-- What you have to do --
Pull out each line of the data below that contains the string "wooden", matching case exactly.

····················

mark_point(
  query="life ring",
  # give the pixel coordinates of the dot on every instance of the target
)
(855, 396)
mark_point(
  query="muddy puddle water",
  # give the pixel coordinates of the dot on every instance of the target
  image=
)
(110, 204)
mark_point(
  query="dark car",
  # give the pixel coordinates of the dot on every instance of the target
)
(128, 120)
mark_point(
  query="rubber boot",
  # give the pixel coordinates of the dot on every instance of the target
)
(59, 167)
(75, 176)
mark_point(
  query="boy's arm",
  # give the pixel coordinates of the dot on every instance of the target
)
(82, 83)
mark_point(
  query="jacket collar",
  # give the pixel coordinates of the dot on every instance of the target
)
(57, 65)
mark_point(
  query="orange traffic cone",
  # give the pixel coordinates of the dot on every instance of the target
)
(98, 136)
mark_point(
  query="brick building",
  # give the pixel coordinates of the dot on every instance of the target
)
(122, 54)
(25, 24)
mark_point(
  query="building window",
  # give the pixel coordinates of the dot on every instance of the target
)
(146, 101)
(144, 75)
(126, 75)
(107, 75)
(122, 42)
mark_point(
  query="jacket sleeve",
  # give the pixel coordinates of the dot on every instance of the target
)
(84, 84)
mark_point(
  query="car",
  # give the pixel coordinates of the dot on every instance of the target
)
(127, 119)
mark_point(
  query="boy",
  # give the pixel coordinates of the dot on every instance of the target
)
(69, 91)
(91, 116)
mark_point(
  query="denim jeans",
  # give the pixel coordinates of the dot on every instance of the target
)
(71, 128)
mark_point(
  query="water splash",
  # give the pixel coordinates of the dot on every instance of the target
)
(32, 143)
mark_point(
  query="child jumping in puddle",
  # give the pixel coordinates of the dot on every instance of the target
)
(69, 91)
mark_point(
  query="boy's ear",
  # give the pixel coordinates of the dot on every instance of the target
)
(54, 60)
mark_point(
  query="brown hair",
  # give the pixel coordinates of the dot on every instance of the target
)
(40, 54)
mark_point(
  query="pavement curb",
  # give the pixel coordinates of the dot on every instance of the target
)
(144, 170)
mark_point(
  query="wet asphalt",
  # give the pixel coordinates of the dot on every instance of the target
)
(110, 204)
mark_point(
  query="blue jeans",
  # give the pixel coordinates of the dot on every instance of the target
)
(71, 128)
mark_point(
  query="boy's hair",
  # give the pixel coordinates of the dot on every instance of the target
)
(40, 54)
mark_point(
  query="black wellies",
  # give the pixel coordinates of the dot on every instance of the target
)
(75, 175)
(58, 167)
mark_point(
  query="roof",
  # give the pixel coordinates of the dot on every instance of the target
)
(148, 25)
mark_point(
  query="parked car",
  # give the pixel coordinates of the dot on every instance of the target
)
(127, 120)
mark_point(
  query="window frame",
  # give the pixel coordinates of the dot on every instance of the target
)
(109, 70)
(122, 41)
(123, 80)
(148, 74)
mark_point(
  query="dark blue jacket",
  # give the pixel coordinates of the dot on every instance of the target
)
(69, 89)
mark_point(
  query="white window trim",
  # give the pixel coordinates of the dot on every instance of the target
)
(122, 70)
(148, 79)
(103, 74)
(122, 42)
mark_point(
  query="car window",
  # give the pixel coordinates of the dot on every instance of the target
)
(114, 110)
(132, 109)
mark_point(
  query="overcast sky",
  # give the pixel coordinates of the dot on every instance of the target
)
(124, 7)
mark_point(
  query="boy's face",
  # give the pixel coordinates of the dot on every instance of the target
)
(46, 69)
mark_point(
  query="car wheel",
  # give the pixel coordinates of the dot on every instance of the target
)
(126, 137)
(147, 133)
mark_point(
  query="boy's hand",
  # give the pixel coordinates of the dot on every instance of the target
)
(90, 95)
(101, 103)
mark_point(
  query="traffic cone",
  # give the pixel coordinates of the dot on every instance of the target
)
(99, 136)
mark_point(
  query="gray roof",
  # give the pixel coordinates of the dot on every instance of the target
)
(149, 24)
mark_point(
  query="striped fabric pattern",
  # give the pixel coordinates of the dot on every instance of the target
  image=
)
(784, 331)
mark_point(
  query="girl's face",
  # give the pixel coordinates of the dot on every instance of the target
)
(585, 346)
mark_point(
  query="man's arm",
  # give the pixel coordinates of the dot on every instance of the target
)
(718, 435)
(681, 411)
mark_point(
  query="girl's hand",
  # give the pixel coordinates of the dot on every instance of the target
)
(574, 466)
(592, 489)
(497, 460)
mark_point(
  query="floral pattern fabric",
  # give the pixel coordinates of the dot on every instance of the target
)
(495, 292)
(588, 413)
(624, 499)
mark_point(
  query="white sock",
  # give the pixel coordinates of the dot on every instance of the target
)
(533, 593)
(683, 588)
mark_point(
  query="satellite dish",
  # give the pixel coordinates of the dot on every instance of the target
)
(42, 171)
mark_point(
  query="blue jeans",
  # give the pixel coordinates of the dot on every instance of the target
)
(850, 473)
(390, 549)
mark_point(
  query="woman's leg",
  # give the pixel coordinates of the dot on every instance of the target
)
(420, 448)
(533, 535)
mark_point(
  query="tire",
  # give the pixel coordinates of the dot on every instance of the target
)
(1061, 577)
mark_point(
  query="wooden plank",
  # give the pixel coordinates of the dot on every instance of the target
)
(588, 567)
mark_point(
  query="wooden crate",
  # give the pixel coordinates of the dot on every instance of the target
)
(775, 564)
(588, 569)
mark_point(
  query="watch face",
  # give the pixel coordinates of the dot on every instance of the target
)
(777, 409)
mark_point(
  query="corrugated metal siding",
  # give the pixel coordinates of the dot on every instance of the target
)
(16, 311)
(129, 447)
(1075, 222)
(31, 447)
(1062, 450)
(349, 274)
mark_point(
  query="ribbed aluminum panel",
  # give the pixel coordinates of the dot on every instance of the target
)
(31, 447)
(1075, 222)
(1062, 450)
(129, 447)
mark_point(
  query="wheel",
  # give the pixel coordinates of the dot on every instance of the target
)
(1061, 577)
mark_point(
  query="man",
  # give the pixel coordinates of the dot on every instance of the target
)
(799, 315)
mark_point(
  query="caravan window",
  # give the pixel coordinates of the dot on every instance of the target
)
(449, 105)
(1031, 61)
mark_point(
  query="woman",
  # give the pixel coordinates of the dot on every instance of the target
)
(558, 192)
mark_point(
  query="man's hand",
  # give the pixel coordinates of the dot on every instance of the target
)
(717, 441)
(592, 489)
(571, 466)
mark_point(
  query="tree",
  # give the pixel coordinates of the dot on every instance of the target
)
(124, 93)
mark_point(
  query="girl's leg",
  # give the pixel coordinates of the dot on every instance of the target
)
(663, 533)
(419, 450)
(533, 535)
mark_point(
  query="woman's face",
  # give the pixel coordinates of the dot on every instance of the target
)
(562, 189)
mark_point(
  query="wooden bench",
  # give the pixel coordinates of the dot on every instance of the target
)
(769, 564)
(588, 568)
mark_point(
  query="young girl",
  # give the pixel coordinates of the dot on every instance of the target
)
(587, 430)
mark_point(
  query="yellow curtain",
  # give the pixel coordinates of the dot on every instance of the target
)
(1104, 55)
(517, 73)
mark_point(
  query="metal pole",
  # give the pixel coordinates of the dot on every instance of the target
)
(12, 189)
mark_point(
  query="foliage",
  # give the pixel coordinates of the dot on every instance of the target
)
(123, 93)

····················

-- Solution to this task --
  query="wooden plank",
  query="wooden crate",
  query="wooden bench",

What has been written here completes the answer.